Supplied records>
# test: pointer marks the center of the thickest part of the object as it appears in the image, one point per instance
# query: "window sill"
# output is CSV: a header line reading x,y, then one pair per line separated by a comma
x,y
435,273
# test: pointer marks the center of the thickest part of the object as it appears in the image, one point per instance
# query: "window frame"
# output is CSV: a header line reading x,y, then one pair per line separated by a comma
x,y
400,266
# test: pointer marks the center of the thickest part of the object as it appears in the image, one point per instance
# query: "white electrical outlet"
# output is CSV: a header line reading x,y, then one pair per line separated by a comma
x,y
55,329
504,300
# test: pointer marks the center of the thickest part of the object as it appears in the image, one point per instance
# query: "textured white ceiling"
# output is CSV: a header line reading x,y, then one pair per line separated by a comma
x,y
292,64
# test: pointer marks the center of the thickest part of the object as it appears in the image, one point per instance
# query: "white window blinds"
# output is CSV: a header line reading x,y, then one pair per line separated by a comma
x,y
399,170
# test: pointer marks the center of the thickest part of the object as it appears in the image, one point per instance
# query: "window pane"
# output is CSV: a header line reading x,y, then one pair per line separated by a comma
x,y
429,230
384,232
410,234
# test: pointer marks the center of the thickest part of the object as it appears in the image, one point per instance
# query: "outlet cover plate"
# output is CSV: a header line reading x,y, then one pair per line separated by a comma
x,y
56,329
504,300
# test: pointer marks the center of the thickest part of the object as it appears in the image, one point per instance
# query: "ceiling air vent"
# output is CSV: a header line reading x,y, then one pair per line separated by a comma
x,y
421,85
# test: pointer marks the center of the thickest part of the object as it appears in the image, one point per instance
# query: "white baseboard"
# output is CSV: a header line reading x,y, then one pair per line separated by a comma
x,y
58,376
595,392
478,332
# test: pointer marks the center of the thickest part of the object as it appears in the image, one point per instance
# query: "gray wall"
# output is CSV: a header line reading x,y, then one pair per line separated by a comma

Required work>
Exactly as given, restate all the lines above.

Response to this task>
# test: pointer marks the center of the thickest part of the object as it appears in the image, one point per instance
# query: "window sill"
# output is CSV: a header line reading x,y, then one pair per line separated by a comma
x,y
435,273
# test: pointer marks the center of the thickest part of the object as it appears in the image, one point per instance
# query: "window frame"
# output is CSV: a header line reading x,y, then one pair per line separated by a comma
x,y
400,266
# test: pointer marks the center of the thickest part of the object as it appears in the image, one point per instance
# query: "white electrical outlet"
# output is CSV: a header line reading x,y, then one pair per line separated by a comma
x,y
55,329
504,300
# test: pointer marks the center of the thickest part of the object as it appears in the image, one point per instance
# query: "textured white ceiling"
# output is CSV: a header line reading x,y, then one pair per line separated by a comma
x,y
292,64
# test: pointer marks the center of the thickest part of the object as it appears in the image, one point per instance
# query: "white window blinds"
# output is CSV: a header line reading x,y, then one pair per line separated by a comma
x,y
399,170
# test: pointer marks the center of the thickest part of the object as it appears in the image, one point per instance
# query: "window pane"
# output is CSV: a header line reading x,y, then one pair per line separated by a comma
x,y
429,230
384,232
410,234
# test: pointer marks the center of the thickest part of the object as it appears in the image, one point per instance
# query: "outlet cover plate"
# output is CSV: a header line reading x,y, then one pair per line separated by a comma
x,y
56,329
504,300
# test: pointer marks the center of the thickest part of the object as it appears in the image, one point per instance
# query: "ceiling air vent"
# output is CSV: a header line reading x,y, then one pair per line separated by a comma
x,y
421,85
# test: pointer marks the center of the thickest part of the object as it appears in the image, one point per instance
# query: "white baseboard"
# output is CSV: a header line reading x,y, then one pair per line separated by a comma
x,y
58,376
595,392
478,332
# test: pointer marks the center of the thickest part of the object as it appears in the image, one point per instance
# query: "gray wall"
# output is CSV: a header line reading x,y, then one pair per line separated by a comma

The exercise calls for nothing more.